---------- Stored records

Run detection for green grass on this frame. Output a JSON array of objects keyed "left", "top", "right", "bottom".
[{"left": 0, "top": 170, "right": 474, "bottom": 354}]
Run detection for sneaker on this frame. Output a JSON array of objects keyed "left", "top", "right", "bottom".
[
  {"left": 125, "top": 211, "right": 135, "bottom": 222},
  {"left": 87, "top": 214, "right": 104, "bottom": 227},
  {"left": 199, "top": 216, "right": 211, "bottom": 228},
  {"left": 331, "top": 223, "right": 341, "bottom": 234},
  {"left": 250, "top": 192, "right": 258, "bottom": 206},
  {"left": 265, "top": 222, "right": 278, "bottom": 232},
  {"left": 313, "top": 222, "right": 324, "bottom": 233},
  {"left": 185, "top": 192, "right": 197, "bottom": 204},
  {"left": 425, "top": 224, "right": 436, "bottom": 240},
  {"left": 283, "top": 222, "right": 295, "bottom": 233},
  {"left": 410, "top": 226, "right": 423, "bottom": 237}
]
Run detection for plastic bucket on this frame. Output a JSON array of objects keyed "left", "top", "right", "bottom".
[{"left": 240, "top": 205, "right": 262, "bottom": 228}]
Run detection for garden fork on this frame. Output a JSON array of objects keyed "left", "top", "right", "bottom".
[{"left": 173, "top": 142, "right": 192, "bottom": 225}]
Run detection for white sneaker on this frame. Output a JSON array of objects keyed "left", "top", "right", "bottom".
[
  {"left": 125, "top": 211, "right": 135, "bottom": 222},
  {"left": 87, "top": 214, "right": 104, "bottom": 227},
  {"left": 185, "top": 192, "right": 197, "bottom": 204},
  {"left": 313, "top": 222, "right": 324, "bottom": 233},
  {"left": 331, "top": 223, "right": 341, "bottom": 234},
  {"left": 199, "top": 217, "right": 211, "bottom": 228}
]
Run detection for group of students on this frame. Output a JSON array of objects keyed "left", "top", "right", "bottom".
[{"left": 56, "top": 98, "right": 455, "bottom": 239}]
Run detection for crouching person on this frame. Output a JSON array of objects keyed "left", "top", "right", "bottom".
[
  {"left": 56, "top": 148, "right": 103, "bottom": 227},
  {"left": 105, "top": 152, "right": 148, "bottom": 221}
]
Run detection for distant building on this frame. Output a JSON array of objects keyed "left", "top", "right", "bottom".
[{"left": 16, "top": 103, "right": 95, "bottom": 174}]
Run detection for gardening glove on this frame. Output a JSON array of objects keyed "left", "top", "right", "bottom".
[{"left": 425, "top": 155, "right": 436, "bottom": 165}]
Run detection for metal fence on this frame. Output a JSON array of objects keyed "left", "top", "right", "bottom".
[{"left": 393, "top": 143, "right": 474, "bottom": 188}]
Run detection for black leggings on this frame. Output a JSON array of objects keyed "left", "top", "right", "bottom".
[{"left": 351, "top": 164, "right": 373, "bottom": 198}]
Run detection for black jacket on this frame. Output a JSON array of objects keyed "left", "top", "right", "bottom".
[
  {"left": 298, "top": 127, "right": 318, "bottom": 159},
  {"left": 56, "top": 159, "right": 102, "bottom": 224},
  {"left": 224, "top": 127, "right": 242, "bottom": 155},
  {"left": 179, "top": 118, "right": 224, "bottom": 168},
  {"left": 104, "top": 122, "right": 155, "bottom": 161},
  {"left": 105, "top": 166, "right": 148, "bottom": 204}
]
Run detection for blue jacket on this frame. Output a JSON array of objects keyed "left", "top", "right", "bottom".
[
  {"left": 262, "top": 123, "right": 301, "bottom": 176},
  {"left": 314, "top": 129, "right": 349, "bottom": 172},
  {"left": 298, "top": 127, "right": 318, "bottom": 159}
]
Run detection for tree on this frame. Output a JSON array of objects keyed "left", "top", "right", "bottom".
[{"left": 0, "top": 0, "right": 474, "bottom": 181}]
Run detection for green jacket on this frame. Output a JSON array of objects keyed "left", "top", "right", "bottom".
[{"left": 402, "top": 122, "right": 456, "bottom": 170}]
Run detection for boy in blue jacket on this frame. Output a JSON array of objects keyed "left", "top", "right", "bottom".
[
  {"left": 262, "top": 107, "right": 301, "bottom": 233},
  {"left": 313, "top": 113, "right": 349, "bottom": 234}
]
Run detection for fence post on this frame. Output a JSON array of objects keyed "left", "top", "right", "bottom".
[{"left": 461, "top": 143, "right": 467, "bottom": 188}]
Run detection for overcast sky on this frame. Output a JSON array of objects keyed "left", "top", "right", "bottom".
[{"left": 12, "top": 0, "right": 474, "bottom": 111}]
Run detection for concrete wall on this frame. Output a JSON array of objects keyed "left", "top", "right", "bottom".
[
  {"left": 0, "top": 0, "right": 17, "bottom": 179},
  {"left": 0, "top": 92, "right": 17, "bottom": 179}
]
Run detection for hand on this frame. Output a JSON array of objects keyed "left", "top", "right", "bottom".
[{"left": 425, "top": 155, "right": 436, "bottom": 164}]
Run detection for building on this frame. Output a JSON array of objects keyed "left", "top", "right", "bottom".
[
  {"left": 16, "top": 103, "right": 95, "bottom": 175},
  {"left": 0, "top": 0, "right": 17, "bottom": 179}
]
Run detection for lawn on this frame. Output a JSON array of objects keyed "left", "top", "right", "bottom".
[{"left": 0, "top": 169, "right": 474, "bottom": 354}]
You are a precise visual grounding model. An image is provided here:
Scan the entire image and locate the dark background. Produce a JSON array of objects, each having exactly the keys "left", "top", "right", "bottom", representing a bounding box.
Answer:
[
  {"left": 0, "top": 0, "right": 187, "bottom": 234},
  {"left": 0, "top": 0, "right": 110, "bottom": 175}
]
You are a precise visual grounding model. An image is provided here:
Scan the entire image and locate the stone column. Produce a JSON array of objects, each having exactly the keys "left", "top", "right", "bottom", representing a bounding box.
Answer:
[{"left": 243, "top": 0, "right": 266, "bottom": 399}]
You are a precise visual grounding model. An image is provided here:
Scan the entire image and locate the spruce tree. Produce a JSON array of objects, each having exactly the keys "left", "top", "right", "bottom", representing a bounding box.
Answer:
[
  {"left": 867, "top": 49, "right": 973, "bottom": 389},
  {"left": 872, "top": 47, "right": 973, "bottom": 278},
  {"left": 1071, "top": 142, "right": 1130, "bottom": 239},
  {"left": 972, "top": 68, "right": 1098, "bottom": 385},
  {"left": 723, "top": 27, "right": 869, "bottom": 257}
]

--------------------

Pull out each line of the entries that includes the word "black" and list those lines.

§ Response
Run detection for black leggings on this frame. Output a JSON array of objects keyed "left", "top", "right", "bottom".
Run detection for black jacket on this frame. Output a JSON array of objects keyed "left", "top", "right", "bottom".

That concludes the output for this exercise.